The only way we can effectively study interdependent reliability is if the standards for reporting pipeline outages and power plant failures are sufficiently equivalent. In comparing the GADS and PHMSA reporting thresholds, it is evident that the language for reporting outage events at power plants is far more stringent than for gas pipeline outages. Again, this is probably because PHMSA’s mission is safety, and there is no central reliability organization for the gas network.
A 460 MW combined-cycle natural gas power plant (the median size of such plants) consumes the equivalent of almost three million cubic feet of natural gas per hour at normal atmospheric pressure. That means that an unintentional release of three million cubic feet of gas (the threshold for making a PHMSA report) represents just over one hour of the power plant’s full operation. For electricity-side reporting at a power plant of this size, a complete power plant outage of any duration or a derating event equivalent to just 2% of the plant’s capacity for 30 minutes or more must be reported. That is the equivalent of 30,000 cubic feet of natural gas at atmospheric pressure. The event would have to be 100 times as large to trigger a PHMSA report. But power plants are fueled by high-pressure natural gas supplies, which means that a 2% derating for 30 minutes represents roughly only 600 cubic feet of gas consumption at pressure, 5,000 times less than the PHMSA threshold.
Box 1. Gas-Electric Interdependence
In February 2011, an extreme weather event hit the Southwestern United States, chilling local temperatures to as low as 30 degrees below zero. The temperature dropped so low in places that water vapor at natural gas wellheads froze, restricting flow from production areas to the residents of the area. Simultaneously, regional electric power plants failed to keep up with demand due to inadequate planning for the unexpected cold weather. The Electric Reliability Council of Texas reported that over the first four days of February, 152 individual generator units at 60 power plants in the state didn’t provide the electricity they promised, triggering the initiation of rolling blackouts. More than 75% of the units reporting forced outages relied directly on natural gas as their primary fuel source. On the first night of the event, more than 8,000 megawatts of power generation unexpectedly dropped offline; that was 12% of the entire installed capacity of the electricity grid.
Further compounding the problem, a segment of the regional pipeline system that shipped natural gas from unfrozen production wells in Texas to markets in New Mexico and farther west relied on Texas grid electricity to power its compressor stations. When the rolling blackouts started, the electric compressor stations shut down, and the gas pressure in the regional pipeline system fell, starving customers in New Mexico of natural gas for heating. When all was said and done, 28,000 natural gas customers in New Mexico were forced to find other ways to protect themselves and their families from the bitter cold.

Input data =
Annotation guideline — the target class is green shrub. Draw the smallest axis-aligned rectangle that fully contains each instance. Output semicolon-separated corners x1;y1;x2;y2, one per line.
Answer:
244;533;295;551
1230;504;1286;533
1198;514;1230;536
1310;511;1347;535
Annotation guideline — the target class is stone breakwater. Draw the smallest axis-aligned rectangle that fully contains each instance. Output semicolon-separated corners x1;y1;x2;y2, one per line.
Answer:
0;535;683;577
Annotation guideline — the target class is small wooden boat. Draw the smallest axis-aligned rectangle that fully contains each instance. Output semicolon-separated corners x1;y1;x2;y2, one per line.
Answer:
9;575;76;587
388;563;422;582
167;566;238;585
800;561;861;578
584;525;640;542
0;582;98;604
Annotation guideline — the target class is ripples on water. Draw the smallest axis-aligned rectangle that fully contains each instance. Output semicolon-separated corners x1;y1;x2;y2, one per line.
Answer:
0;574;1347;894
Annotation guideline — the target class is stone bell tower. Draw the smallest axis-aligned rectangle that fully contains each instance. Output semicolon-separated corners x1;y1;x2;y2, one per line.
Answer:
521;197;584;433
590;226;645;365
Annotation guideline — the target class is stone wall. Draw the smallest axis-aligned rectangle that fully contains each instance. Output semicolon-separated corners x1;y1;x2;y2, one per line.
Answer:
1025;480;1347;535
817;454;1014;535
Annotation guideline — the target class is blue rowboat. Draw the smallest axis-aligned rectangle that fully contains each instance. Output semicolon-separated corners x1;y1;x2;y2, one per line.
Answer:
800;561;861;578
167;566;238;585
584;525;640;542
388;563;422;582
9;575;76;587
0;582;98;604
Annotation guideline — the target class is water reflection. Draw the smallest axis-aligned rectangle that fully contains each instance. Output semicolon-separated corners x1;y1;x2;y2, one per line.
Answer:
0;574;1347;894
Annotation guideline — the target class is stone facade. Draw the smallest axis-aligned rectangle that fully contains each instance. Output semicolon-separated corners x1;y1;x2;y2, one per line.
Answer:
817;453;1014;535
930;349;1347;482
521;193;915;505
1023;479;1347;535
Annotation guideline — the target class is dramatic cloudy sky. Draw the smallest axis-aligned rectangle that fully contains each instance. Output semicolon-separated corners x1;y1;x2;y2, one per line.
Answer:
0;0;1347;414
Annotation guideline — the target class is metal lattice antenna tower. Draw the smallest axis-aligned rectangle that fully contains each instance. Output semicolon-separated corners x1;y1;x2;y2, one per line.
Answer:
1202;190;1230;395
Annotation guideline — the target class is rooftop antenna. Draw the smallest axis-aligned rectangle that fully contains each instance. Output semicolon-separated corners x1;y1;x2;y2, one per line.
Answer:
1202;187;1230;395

Things to do =
a) Answer these from the text on gas and power reliability:
(i) How much natural gas per hour does a 460 MW combined-cycle plant use at normal atmospheric pressure?
(ii) Over the first four days of February 2011, how many generator units, at how many power plants, failed to deliver the electricity they promised?
(iii) How many natural gas customers in New Mexico had to find other ways to keep warm?
b) From the text on gas and power reliability, write out the part that begins with the words containing "The only way" and ends with "the gas network.", with every word and mark kept the same.

Response list =
a)
(i) Almost three million cubic feet.
(ii) 152 generator units at 60 power plants.
(iii) 28,000.

b)
The only way we can effectively study interdependent reliability is if the standards for reporting pipeline outages and power plant failures are sufficiently equivalent. In comparing the GADS and PHMSA reporting thresholds, it is evident that the language for reporting outage events at power plants is far more stringent than for gas pipeline outages. Again, this is probably because PHMSA’s mission is safety, and there is no central reliability organization for the gas network.